**** Data for the task ****

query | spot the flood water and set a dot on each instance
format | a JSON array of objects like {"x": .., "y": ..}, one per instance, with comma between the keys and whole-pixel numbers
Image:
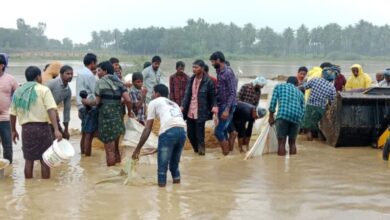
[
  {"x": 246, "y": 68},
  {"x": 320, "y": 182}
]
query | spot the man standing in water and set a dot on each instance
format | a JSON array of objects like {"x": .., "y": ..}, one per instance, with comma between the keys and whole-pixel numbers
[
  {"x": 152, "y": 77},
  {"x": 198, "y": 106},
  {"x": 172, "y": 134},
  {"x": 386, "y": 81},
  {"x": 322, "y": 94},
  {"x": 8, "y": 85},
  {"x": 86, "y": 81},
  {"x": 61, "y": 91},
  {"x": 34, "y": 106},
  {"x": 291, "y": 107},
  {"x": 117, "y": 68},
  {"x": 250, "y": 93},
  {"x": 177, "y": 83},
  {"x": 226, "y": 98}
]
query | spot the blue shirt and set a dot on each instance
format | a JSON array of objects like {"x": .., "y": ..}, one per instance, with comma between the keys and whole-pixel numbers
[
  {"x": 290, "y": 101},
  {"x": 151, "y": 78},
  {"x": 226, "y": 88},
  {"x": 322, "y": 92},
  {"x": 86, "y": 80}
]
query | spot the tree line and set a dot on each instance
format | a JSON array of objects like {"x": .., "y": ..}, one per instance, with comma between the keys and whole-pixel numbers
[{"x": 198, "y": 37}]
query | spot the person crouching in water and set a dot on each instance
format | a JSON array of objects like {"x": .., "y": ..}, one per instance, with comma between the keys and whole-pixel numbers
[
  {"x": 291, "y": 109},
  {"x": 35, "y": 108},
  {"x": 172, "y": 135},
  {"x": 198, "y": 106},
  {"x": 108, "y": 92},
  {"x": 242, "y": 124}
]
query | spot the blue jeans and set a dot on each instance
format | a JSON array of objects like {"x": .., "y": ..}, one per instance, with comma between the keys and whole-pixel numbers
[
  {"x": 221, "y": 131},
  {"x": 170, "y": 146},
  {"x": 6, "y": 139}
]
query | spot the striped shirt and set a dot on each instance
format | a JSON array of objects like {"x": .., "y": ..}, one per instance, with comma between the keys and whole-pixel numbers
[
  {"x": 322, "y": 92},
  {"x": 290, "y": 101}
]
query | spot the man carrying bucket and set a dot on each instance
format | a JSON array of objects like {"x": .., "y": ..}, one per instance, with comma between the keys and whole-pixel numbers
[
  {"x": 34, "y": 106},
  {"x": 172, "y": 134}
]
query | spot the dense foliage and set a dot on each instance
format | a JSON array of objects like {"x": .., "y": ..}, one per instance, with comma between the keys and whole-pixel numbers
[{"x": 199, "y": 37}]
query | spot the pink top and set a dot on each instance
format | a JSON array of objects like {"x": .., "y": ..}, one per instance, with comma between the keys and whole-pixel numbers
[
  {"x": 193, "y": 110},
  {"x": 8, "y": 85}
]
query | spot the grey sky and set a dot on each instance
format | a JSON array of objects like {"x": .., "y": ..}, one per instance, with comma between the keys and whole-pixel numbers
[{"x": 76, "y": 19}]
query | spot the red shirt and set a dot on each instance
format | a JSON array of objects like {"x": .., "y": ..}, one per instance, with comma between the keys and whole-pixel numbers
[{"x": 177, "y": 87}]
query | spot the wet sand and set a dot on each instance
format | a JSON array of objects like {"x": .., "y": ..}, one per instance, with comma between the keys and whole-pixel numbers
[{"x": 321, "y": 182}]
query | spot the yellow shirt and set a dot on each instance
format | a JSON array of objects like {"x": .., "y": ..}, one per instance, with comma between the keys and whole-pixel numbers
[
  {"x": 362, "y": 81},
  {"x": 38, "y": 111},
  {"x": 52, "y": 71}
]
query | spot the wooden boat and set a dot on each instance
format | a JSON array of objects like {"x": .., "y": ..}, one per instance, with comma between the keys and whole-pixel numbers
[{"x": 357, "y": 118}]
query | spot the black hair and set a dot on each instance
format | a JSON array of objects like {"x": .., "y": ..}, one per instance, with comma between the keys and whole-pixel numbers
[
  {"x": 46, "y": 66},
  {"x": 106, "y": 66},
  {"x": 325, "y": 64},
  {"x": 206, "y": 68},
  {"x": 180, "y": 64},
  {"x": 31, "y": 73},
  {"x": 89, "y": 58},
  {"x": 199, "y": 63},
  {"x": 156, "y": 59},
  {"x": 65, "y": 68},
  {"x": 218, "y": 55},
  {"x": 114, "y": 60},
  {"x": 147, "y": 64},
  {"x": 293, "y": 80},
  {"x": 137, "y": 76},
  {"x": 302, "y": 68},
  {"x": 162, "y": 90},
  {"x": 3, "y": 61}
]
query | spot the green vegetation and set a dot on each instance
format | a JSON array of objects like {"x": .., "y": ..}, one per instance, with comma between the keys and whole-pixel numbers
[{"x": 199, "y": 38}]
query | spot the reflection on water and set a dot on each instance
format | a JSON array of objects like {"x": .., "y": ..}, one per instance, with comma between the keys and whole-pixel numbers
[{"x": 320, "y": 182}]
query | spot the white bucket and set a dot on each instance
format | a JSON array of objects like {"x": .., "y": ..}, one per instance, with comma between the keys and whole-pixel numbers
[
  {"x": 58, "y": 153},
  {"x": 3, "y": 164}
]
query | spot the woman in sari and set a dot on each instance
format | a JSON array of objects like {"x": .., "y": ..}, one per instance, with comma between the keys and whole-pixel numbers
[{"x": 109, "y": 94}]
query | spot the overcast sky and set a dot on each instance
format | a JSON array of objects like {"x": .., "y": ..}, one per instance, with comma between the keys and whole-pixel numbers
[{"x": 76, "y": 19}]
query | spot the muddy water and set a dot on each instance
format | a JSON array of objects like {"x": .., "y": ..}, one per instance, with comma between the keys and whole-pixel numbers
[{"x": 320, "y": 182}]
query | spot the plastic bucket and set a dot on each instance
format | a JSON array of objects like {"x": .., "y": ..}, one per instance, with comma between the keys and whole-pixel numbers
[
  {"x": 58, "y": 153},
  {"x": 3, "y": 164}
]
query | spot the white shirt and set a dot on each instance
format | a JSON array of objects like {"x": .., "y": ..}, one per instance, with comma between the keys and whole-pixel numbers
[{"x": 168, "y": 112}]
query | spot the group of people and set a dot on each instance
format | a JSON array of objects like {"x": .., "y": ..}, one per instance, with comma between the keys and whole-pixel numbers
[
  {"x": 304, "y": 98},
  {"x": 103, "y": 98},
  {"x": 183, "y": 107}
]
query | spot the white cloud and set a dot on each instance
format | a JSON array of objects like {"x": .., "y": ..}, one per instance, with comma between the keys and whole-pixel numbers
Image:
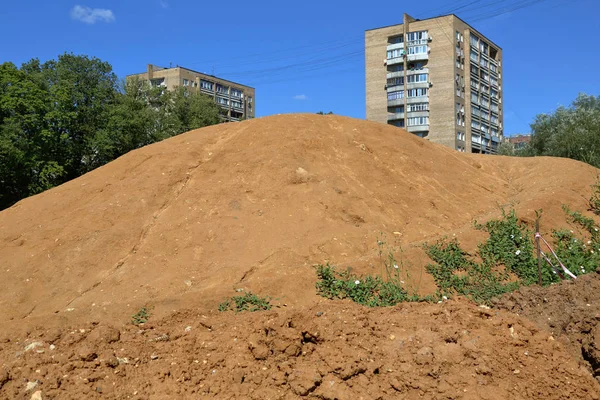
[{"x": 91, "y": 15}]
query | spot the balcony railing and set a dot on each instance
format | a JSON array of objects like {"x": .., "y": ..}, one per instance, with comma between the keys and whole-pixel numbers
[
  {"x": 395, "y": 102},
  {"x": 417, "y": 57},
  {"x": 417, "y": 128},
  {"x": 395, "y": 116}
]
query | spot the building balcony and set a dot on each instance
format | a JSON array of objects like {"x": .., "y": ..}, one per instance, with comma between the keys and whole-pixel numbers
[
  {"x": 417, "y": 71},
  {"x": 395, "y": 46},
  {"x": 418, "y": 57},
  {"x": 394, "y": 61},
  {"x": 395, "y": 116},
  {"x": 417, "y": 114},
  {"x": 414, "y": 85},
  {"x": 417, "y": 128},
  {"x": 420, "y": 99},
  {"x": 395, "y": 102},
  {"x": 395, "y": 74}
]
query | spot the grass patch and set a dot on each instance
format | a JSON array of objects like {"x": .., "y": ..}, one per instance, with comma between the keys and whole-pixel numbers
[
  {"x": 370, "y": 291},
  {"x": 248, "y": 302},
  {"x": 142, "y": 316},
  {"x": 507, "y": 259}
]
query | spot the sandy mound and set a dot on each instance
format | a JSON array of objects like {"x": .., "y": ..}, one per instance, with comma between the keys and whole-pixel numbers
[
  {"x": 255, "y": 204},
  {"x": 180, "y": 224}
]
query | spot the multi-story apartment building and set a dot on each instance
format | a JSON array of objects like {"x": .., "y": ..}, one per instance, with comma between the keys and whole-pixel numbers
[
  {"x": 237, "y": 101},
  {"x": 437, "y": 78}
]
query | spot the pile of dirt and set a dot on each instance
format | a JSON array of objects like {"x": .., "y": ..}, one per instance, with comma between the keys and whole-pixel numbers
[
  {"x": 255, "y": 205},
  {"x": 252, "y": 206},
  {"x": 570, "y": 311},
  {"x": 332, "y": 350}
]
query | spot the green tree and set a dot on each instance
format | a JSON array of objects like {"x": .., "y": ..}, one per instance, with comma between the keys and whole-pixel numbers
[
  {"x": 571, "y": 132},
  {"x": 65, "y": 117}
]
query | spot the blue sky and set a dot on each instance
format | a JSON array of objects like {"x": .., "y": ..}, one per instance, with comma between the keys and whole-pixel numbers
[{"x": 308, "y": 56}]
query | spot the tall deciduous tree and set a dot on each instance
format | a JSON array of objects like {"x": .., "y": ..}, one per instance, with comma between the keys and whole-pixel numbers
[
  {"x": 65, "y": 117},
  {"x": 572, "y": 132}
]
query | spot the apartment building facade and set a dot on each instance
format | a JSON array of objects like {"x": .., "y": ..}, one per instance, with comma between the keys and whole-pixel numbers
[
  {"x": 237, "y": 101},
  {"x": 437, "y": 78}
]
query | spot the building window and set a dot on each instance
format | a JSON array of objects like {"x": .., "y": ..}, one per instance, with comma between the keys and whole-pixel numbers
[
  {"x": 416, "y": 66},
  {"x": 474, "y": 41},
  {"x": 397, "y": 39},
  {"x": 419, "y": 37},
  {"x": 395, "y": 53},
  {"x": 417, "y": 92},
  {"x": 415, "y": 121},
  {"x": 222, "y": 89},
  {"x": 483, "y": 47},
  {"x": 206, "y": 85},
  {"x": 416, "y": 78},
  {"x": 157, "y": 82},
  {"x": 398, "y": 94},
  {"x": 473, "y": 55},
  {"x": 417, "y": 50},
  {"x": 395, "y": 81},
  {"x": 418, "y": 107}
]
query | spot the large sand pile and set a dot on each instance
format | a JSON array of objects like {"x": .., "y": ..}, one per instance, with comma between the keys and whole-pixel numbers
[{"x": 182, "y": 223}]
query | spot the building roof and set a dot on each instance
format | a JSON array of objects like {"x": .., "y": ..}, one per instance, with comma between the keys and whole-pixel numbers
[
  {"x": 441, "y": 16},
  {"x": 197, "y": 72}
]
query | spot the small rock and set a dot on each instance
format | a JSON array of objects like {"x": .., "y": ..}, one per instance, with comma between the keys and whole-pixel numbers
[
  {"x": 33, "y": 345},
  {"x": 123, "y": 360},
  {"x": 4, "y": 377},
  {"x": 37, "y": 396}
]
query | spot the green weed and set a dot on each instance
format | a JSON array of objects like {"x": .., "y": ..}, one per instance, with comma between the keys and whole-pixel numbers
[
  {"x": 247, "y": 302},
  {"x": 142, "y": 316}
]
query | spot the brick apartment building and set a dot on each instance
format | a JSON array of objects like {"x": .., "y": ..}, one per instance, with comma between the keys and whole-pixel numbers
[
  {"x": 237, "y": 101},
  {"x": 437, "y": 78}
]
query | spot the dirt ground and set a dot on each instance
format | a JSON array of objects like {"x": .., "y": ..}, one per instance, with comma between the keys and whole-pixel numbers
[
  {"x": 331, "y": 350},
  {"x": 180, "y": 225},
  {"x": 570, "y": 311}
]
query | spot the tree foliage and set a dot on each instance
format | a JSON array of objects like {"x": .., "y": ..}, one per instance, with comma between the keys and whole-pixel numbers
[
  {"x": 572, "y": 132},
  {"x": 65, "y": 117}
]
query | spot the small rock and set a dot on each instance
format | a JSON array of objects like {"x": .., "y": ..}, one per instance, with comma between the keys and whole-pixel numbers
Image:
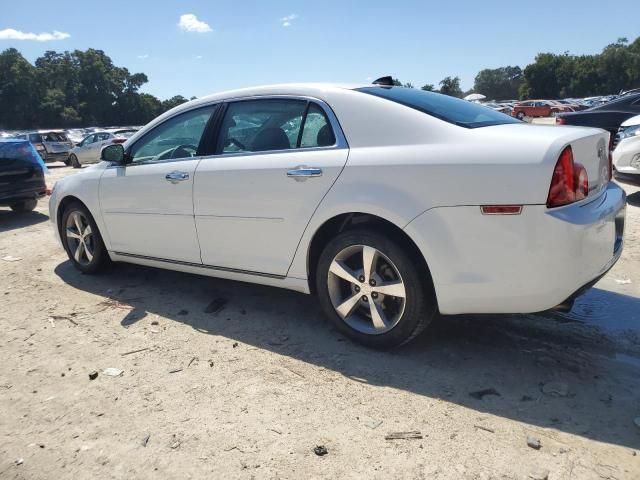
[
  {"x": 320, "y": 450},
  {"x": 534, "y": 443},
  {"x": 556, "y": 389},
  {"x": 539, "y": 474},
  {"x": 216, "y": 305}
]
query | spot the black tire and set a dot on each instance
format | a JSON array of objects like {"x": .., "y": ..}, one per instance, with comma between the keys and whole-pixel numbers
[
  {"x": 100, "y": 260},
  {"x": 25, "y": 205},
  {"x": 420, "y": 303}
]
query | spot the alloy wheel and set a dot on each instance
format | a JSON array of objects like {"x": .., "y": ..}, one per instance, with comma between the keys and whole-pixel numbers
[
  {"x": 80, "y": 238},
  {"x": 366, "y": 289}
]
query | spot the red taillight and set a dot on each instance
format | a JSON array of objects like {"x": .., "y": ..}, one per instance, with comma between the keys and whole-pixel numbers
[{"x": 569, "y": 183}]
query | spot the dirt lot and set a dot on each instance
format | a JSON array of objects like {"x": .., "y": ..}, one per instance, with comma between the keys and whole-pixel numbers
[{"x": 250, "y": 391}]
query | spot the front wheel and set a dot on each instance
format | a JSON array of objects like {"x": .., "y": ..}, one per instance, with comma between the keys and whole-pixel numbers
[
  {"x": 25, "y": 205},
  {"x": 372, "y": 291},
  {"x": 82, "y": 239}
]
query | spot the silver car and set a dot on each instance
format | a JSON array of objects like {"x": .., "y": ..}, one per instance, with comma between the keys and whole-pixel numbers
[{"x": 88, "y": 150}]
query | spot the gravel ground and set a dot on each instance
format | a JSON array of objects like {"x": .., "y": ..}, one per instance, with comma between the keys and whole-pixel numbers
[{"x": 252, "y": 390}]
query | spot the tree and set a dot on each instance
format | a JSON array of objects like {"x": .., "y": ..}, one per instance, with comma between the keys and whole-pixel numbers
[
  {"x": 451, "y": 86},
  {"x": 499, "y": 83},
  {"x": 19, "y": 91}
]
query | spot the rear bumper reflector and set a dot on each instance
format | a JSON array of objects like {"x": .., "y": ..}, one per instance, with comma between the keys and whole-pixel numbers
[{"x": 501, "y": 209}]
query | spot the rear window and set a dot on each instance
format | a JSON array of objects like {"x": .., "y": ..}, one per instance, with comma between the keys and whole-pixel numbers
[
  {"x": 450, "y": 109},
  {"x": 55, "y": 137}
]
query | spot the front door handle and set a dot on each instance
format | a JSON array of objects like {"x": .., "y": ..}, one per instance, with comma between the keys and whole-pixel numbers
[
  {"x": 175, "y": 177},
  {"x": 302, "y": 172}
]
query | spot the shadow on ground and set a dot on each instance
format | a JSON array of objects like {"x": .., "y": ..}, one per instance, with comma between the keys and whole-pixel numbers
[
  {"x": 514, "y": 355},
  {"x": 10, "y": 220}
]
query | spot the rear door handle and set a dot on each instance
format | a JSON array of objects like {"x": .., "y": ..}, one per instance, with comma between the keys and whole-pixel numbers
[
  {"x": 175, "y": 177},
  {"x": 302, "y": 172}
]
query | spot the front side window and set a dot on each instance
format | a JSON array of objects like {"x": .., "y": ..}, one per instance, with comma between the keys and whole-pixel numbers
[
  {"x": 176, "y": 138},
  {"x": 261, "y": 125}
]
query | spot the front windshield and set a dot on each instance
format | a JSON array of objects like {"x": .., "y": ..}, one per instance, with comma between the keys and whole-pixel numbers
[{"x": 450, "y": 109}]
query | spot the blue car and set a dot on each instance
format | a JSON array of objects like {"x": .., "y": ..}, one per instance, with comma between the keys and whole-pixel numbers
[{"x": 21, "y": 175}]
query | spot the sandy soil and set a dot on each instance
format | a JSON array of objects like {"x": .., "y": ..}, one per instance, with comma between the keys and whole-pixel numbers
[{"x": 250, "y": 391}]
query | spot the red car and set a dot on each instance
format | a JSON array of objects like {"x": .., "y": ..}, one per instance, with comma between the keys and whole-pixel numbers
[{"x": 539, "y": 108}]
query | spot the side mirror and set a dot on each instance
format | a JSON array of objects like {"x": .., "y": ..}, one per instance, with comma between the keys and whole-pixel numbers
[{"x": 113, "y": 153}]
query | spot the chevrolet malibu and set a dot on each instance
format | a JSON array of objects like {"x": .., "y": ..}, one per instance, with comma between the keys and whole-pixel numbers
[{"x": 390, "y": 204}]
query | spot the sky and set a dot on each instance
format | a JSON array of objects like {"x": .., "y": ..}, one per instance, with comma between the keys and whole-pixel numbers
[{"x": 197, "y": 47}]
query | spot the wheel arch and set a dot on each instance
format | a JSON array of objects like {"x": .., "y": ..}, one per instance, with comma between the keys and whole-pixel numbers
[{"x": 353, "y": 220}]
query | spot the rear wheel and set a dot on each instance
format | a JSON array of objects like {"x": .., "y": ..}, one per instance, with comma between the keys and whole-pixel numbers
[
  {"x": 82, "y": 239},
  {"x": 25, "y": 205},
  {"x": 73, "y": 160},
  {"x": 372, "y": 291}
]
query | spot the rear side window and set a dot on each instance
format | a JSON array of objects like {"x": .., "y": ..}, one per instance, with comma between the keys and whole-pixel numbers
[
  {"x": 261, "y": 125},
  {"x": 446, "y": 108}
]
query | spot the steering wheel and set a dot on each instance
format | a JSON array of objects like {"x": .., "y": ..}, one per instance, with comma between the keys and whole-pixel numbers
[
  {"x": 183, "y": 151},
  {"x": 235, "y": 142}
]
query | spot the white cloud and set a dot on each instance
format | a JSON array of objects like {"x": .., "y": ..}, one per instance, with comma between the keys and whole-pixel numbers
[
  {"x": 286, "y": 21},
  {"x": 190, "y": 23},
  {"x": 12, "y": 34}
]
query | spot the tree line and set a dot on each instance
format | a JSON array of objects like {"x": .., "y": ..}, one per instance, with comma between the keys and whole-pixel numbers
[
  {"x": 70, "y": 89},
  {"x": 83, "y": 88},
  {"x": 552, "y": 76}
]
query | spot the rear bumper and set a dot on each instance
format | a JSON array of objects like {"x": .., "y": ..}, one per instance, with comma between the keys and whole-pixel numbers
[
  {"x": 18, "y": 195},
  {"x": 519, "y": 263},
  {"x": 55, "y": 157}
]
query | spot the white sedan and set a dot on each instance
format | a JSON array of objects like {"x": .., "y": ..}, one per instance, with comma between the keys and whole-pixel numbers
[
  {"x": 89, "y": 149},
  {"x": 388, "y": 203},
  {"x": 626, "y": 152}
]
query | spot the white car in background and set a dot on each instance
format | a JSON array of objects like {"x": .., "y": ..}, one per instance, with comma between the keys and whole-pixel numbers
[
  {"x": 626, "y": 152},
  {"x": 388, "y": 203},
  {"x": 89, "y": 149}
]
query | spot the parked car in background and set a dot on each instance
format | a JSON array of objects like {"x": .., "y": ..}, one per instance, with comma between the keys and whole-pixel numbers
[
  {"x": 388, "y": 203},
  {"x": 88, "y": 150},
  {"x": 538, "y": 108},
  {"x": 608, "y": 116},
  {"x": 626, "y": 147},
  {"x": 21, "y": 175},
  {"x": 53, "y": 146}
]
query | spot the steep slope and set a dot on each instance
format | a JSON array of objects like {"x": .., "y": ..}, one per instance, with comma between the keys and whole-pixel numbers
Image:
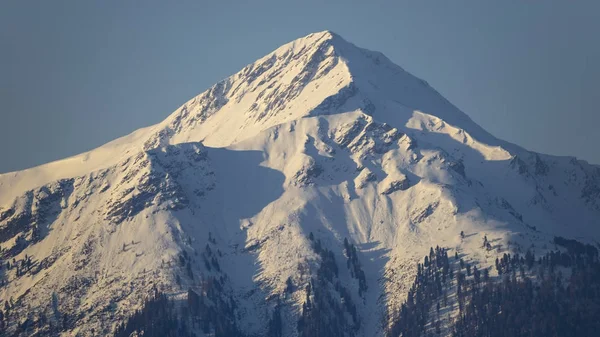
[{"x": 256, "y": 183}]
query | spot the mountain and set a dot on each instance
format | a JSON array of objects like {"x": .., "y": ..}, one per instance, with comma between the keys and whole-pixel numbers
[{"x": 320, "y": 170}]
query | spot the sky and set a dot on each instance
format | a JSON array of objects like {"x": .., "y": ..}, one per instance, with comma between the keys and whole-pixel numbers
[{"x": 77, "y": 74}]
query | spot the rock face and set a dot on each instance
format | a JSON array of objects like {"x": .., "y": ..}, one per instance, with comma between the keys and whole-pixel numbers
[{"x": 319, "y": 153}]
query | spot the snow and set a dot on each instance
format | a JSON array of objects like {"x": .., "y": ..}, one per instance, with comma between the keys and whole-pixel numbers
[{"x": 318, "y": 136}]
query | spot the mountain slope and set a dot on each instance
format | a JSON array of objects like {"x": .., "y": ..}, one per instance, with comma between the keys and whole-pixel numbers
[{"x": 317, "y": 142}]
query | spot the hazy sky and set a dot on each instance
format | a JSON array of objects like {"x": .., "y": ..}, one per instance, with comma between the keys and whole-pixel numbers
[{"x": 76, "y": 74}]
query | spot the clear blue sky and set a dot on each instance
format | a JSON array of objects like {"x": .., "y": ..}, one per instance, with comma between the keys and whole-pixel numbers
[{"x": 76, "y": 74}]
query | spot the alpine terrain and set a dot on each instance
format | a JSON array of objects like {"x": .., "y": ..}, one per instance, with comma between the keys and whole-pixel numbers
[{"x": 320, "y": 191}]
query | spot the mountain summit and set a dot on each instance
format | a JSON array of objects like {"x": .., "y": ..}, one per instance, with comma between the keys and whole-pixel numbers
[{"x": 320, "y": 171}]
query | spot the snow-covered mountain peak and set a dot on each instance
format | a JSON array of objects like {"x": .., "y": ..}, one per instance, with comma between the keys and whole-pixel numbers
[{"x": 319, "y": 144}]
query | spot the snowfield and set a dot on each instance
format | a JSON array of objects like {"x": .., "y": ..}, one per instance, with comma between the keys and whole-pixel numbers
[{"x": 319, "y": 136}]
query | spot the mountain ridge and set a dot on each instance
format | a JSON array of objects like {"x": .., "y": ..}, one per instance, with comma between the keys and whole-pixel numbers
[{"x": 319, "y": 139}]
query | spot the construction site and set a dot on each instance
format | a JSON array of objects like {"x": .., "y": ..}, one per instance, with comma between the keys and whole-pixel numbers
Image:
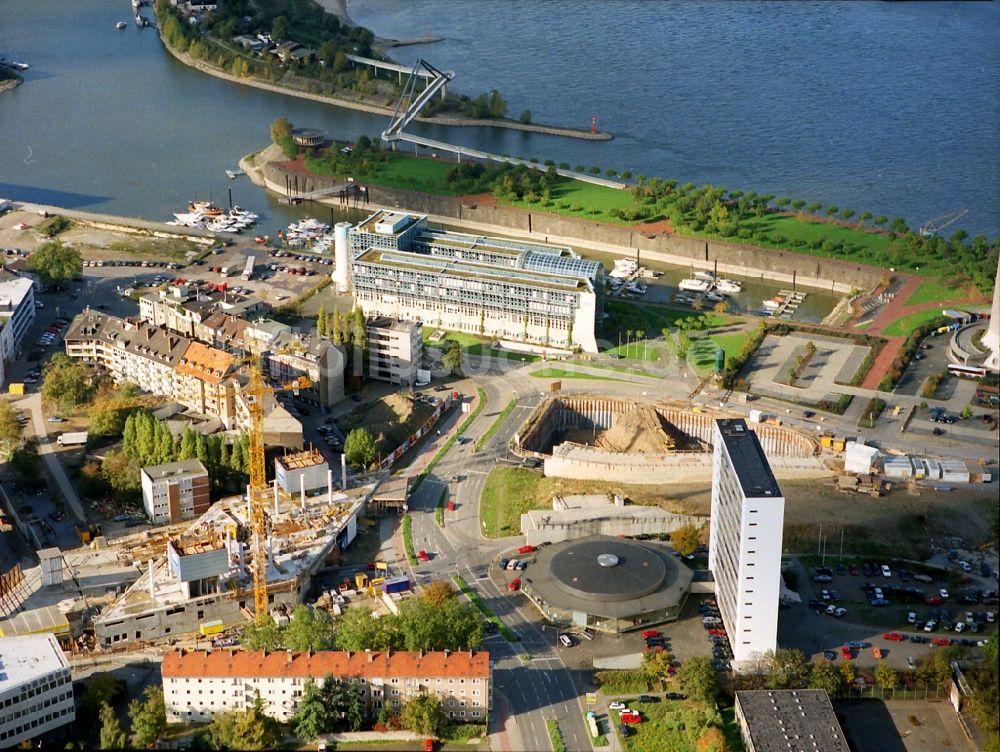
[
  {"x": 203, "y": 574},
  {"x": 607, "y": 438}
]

****

■ Task statement:
Run a filter over the data above and keep each line that contains the word "background".

■ Exercise result:
query | spot the white car in background and set a dot on each instance
query | spot the parked car in background and set a dot on each instance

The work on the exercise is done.